[Records on where objects are located]
::::::
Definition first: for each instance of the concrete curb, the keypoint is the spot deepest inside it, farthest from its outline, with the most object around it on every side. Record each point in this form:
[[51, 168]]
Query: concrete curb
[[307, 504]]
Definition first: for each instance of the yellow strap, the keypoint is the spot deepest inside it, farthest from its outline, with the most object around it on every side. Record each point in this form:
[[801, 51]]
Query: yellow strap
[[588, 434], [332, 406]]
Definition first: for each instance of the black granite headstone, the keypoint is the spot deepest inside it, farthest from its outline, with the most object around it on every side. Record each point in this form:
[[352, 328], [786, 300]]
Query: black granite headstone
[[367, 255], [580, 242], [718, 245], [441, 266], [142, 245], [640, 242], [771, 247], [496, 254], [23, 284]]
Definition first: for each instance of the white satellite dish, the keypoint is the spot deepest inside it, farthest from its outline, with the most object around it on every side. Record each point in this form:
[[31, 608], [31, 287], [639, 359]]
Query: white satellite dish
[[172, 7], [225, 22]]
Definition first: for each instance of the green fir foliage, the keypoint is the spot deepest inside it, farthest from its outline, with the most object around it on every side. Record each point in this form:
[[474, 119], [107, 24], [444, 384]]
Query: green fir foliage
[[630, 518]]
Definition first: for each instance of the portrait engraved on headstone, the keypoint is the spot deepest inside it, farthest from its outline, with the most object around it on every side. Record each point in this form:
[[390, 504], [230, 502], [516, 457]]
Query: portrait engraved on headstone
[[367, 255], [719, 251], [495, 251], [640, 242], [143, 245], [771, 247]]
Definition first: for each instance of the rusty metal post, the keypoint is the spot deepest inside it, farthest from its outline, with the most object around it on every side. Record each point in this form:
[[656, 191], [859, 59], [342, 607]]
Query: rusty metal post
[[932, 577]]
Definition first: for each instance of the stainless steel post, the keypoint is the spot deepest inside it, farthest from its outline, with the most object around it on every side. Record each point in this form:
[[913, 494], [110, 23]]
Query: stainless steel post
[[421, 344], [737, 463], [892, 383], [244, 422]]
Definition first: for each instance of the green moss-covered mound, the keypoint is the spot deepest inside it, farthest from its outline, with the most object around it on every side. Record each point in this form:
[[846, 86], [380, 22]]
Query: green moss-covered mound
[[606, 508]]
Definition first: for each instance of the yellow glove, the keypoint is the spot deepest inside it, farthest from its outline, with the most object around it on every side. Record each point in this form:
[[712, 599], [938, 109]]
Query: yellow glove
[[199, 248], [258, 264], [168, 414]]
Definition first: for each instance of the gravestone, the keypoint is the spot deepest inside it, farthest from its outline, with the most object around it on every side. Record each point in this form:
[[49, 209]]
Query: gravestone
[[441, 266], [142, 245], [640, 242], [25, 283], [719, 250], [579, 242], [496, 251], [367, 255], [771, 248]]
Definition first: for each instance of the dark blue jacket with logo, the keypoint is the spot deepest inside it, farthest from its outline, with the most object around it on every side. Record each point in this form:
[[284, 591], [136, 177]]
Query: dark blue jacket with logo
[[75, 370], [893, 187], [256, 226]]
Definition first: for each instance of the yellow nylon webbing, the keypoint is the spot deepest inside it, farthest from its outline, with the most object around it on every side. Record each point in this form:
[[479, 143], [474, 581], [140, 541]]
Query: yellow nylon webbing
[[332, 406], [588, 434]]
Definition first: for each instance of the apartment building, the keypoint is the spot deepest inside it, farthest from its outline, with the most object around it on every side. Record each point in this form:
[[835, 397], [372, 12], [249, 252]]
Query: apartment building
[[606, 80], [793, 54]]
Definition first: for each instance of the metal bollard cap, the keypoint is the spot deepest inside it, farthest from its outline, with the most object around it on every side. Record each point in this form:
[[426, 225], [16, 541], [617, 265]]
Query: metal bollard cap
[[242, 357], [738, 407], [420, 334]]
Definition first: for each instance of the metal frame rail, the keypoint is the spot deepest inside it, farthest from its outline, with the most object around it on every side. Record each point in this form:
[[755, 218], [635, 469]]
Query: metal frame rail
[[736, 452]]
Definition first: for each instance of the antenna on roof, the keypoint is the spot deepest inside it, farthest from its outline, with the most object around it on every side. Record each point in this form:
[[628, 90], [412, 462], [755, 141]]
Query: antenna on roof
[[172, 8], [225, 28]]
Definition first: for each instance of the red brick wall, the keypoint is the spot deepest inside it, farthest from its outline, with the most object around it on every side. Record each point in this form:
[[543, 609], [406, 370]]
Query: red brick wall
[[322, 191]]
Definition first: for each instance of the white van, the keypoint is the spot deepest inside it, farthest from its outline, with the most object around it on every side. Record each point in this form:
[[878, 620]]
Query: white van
::::::
» **Task objective**
Retype, character for character, the lines of the material starting at the line containing "Definition first: for each instance of the metal frame" and ending at the line containing "[[736, 452]]". Include both of those lines.

» **Task response**
Definition first: for each instance of the metal frame rail, the keypoint is the spot deepest inside it, farthest from its outline, with the most object around it on every side. Record each point in this form:
[[755, 218], [635, 469]]
Query: metal frame rail
[[736, 452]]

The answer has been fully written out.